(Entries supplied)
>>

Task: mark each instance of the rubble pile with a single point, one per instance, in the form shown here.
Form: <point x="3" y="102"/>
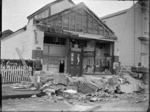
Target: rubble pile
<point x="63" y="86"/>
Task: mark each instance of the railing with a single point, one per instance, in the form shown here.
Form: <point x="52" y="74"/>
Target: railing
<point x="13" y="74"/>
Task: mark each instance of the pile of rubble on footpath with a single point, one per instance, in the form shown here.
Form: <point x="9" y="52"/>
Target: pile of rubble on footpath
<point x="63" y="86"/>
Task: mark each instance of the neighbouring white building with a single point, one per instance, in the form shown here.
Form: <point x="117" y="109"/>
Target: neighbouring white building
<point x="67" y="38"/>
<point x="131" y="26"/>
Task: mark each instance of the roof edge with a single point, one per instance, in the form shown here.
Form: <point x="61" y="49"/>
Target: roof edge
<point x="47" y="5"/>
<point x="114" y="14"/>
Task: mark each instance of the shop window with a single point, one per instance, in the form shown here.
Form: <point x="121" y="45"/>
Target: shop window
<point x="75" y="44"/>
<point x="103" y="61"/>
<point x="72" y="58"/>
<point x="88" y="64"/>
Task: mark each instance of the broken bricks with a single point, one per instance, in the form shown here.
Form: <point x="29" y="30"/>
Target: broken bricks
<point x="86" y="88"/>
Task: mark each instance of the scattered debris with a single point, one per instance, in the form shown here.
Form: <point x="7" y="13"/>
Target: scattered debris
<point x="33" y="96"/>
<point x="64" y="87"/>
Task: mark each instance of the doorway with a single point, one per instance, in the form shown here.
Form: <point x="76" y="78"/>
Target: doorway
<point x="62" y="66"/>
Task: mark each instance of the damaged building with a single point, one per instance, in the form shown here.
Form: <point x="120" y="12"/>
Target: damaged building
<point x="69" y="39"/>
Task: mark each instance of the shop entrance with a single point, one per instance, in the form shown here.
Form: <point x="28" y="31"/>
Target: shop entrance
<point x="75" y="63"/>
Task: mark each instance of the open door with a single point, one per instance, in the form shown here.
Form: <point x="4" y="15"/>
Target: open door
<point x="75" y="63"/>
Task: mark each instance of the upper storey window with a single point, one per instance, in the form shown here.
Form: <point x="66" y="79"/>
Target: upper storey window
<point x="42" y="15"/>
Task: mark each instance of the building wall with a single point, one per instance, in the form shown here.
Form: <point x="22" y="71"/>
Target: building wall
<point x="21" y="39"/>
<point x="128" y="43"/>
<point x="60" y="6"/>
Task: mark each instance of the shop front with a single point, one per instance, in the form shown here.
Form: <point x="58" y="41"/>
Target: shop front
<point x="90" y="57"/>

<<
>>

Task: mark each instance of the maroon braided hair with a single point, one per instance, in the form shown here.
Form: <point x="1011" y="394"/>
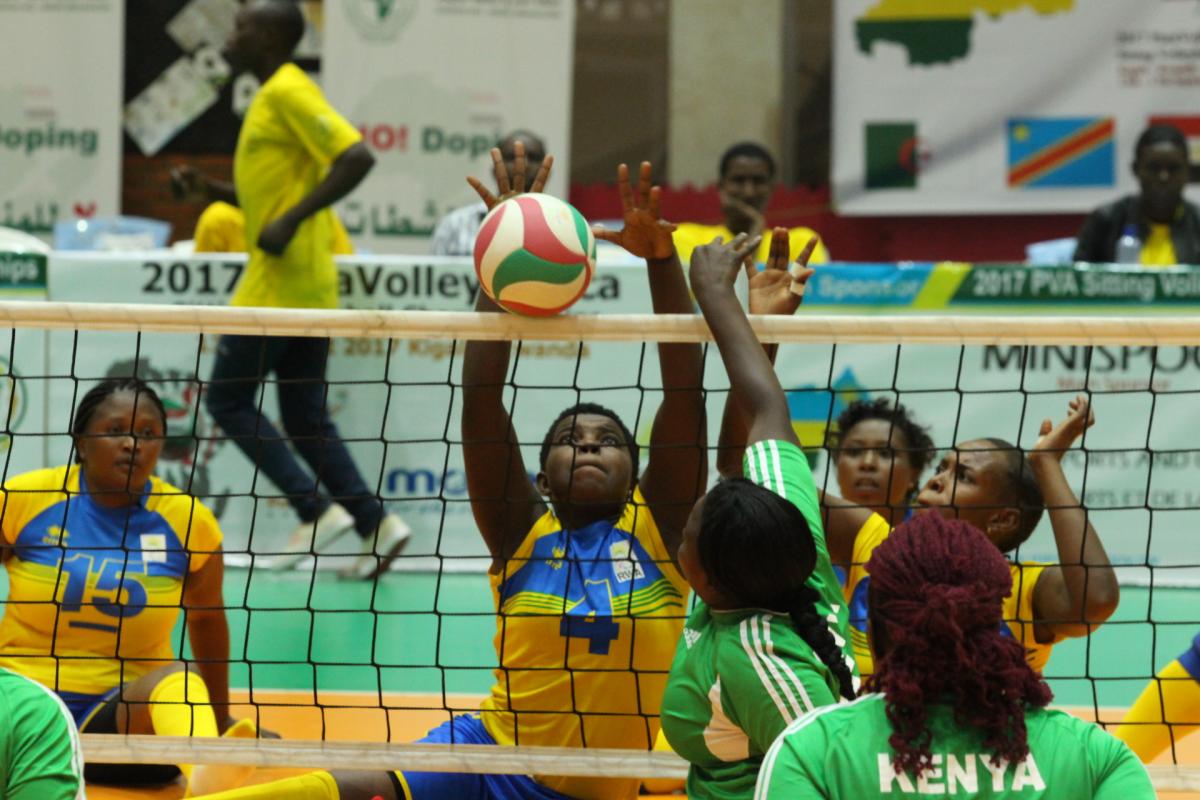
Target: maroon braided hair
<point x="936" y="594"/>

<<

(Your task) Extract each line of the material above that contains the string "broken". Case counts.

(Output of the task)
Task: mark each instance of the broken bricks with a single point, one per instance, in the form shown here.
Target: broken bricks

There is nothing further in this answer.